Entries taken from a collection

☆ ☆ ☆ ☆ ☆

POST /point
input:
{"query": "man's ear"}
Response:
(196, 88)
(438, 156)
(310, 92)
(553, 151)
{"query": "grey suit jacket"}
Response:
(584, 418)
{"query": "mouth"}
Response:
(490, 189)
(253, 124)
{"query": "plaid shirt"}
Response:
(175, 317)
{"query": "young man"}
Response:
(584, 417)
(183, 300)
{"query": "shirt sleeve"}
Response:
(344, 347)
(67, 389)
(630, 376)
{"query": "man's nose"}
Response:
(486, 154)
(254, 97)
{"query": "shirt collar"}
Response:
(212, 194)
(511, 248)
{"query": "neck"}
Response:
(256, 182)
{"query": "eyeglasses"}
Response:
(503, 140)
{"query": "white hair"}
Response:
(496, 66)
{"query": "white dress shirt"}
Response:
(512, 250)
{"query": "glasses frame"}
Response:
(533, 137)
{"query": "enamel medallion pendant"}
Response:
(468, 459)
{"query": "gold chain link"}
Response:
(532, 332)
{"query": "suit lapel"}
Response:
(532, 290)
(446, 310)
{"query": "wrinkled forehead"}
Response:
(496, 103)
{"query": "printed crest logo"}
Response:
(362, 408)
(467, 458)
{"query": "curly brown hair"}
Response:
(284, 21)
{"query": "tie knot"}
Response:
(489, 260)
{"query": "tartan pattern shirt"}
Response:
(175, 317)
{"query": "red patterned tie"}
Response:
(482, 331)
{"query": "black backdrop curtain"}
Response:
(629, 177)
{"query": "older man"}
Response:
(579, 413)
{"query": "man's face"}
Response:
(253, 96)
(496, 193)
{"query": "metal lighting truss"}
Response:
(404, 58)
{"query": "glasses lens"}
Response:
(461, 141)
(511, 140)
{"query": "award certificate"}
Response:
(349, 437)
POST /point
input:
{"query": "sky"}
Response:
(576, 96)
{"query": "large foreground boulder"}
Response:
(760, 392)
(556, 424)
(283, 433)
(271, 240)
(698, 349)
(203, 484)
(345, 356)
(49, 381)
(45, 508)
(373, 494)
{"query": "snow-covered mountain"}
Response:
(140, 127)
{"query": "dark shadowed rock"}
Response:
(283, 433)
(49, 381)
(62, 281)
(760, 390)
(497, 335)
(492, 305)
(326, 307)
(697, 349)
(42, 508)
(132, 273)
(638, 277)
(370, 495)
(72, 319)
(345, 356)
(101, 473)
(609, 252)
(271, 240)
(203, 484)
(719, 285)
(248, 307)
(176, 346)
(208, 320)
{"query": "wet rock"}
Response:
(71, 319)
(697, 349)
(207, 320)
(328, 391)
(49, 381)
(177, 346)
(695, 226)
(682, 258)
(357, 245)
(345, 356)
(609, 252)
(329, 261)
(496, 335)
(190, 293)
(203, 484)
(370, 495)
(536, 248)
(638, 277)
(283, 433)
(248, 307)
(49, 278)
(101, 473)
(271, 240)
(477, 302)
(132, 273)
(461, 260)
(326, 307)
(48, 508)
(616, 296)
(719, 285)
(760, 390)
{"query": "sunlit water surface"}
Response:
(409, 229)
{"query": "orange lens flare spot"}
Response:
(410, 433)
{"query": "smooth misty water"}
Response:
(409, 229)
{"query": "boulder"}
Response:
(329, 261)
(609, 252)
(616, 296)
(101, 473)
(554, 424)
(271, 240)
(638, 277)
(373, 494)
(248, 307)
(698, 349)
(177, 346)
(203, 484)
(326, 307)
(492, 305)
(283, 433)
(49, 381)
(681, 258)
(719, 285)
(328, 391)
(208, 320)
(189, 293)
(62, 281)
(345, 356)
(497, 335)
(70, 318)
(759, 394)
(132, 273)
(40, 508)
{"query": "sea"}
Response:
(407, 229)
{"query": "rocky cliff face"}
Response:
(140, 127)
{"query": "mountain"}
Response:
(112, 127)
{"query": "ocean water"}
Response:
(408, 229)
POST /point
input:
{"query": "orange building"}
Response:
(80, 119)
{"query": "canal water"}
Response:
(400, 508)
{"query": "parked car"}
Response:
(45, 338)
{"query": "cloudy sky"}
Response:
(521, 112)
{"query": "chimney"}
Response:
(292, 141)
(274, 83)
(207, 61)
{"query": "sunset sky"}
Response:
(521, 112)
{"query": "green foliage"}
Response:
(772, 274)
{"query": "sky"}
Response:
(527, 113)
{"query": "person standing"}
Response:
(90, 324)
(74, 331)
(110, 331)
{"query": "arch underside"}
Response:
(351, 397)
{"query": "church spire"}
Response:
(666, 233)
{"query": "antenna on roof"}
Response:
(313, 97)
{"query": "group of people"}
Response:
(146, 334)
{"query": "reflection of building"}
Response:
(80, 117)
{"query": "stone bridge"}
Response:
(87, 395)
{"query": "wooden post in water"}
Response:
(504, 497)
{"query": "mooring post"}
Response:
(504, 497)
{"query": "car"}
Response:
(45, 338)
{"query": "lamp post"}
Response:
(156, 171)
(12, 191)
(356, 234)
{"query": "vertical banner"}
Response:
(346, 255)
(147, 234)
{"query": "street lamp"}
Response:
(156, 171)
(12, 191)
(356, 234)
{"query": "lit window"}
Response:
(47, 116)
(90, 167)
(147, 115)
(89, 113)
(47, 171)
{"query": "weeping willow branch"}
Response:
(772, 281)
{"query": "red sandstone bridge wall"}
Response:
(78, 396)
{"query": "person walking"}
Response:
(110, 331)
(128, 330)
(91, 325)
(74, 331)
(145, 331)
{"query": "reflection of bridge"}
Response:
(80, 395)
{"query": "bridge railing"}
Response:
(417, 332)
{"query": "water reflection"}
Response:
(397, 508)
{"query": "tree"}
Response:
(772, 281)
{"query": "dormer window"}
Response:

☆ ☆ ☆ ☆ ☆

→ Work required
Give the records above again, word for word.

→ Result
POST /point
input:
{"query": "man's ear"}
Response:
(196, 88)
(438, 156)
(310, 92)
(553, 151)
{"query": "grey suit jacket"}
Response:
(584, 418)
{"query": "mouth"}
Response:
(490, 189)
(253, 124)
{"query": "plaid shirt"}
Response:
(175, 317)
{"query": "young man"}
Response:
(584, 417)
(183, 300)
{"query": "shirt sleeve"}
Response:
(344, 347)
(67, 389)
(630, 376)
{"query": "man's nose"}
Response:
(486, 154)
(254, 97)
{"query": "shirt collar"}
Response:
(212, 194)
(511, 248)
{"query": "neck"}
Response:
(256, 182)
{"query": "eyeglasses"}
Response:
(503, 140)
{"query": "white hair"}
Response:
(496, 66)
{"query": "white dress shirt"}
Response:
(512, 250)
{"query": "glasses frame"}
Response:
(533, 137)
{"query": "enamel medallion pendant"}
Response:
(468, 459)
{"query": "gold chain link"}
Response:
(532, 332)
{"query": "suit lapel"}
Response:
(532, 290)
(446, 310)
{"query": "wrinkled forehead"}
Response:
(496, 103)
{"query": "printed crest logo"}
Response:
(362, 408)
(467, 458)
{"query": "curly brown hair"}
Response:
(284, 21)
{"query": "tie knot"}
Response:
(489, 260)
{"query": "tartan pattern shirt"}
Response:
(175, 317)
{"query": "red patterned tie"}
Response:
(482, 331)
{"query": "black backdrop curtain"}
Response:
(629, 177)
{"query": "older man"}
Response:
(579, 413)
{"query": "man's face"}
Response:
(253, 96)
(496, 193)
{"query": "metal lighting truss"}
Response:
(404, 58)
{"query": "glasses lens"}
Response:
(461, 141)
(511, 140)
{"query": "award certificate"}
Response:
(349, 437)
POST /point
input:
{"query": "sky"}
Response:
(576, 96)
{"query": "large foreground boulder"}
Response:
(760, 392)
(556, 424)
(283, 433)
(271, 240)
(698, 349)
(203, 484)
(345, 356)
(49, 381)
(45, 508)
(373, 494)
{"query": "snow-covered mountain"}
Response:
(140, 127)
{"query": "dark shadowed rock"}
Response:
(283, 433)
(49, 381)
(62, 281)
(760, 390)
(497, 335)
(492, 305)
(326, 307)
(697, 349)
(42, 508)
(132, 273)
(638, 277)
(370, 495)
(72, 319)
(345, 356)
(101, 473)
(609, 252)
(271, 240)
(203, 484)
(719, 285)
(248, 307)
(176, 346)
(208, 320)
{"query": "wet rock"}
Response:
(71, 319)
(697, 349)
(207, 320)
(328, 391)
(49, 381)
(177, 346)
(695, 226)
(682, 258)
(357, 245)
(345, 356)
(609, 252)
(329, 261)
(496, 335)
(190, 293)
(203, 484)
(370, 495)
(536, 248)
(638, 277)
(283, 433)
(248, 307)
(49, 278)
(101, 473)
(271, 240)
(477, 302)
(132, 273)
(461, 260)
(326, 307)
(48, 508)
(616, 296)
(719, 285)
(760, 390)
{"query": "sunlit water surface"}
Response:
(409, 229)
{"query": "orange lens flare spot"}
Response:
(410, 433)
{"query": "smooth misty water"}
Response:
(409, 229)
{"query": "boulder"}
Response:
(329, 261)
(609, 252)
(616, 296)
(101, 473)
(554, 424)
(271, 240)
(638, 277)
(373, 494)
(248, 307)
(698, 349)
(177, 346)
(203, 484)
(326, 307)
(492, 305)
(283, 433)
(49, 381)
(681, 258)
(719, 285)
(328, 391)
(208, 320)
(189, 293)
(62, 281)
(345, 356)
(497, 335)
(70, 318)
(759, 394)
(132, 273)
(40, 508)
{"query": "sea"}
Response:
(407, 229)
{"query": "rocky cliff face"}
Response:
(140, 127)
{"query": "mountain"}
Response:
(112, 127)
{"query": "ocean water"}
Response:
(408, 229)
POST /point
input:
{"query": "orange building"}
Response:
(80, 119)
{"query": "canal water"}
Response:
(400, 508)
{"query": "parked car"}
Response:
(45, 338)
{"query": "cloudy sky"}
Response:
(521, 112)
{"query": "chimney"}
Response:
(292, 141)
(274, 83)
(207, 61)
{"query": "sunset sky"}
Response:
(521, 112)
{"query": "green foliage"}
Response:
(772, 274)
{"query": "sky"}
Response:
(527, 113)
{"query": "person standing"}
Response:
(90, 324)
(74, 331)
(110, 331)
{"query": "arch underside"}
Response:
(351, 397)
{"query": "church spire"}
Response:
(666, 233)
{"query": "antenna on roof"}
Response:
(313, 97)
{"query": "group of people"}
Response:
(146, 334)
{"query": "reflection of building"}
Response:
(80, 117)
{"query": "stone bridge"}
Response:
(87, 395)
{"query": "wooden post in water"}
Response:
(504, 497)
{"query": "mooring post"}
Response:
(504, 497)
{"query": "car"}
Response:
(45, 338)
{"query": "lamp post"}
Response:
(156, 171)
(12, 191)
(356, 234)
{"query": "vertical banner"}
Response:
(346, 255)
(147, 234)
{"query": "street lamp"}
Response:
(156, 171)
(12, 191)
(356, 234)
{"query": "lit window"}
Response:
(47, 116)
(90, 167)
(147, 115)
(89, 113)
(47, 171)
{"query": "weeping willow branch"}
Response:
(772, 281)
{"query": "red sandstone bridge wall"}
Response:
(78, 396)
{"query": "person walking"}
Response:
(110, 331)
(128, 330)
(91, 325)
(74, 331)
(145, 331)
{"query": "reflection of bridge"}
Response:
(80, 395)
{"query": "bridge railing"}
Response:
(417, 332)
{"query": "water reflection"}
Response:
(397, 508)
{"query": "tree"}
Response:
(772, 281)
{"query": "dormer window"}
Response:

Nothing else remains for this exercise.